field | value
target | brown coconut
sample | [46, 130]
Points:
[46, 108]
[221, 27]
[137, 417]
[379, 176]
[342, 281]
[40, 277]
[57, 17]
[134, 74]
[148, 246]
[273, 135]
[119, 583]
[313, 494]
______________________________
PROBLEM TO SOLVE: Copy every line of the records, including the requests, and multiply each coordinate in the listed points by 2.05, rounding to whole numbers with halves rounded up.

EXERCISE OUTPUT:
field | value
target | brown coconut
sample | [46, 130]
Points:
[94, 221]
[453, 55]
[281, 855]
[777, 361]
[701, 576]
[82, 568]
[117, 35]
[275, 152]
[303, 504]
[560, 277]
[244, 1195]
[642, 1013]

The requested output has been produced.